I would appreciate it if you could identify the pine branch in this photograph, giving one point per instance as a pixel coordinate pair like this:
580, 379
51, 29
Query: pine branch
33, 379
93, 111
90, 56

Task statement: Render the material above as a JSON list of strings, with one string for each line and blank lines omitted.

Solved problem:
[
  "I would appreciate it if you could identify the pine branch in this photograph, giving one point per instance as a pixel coordinate pair like this:",
  "580, 379",
  "51, 29",
  "Query: pine branch",
  "33, 379",
  "93, 111",
  "90, 56"
]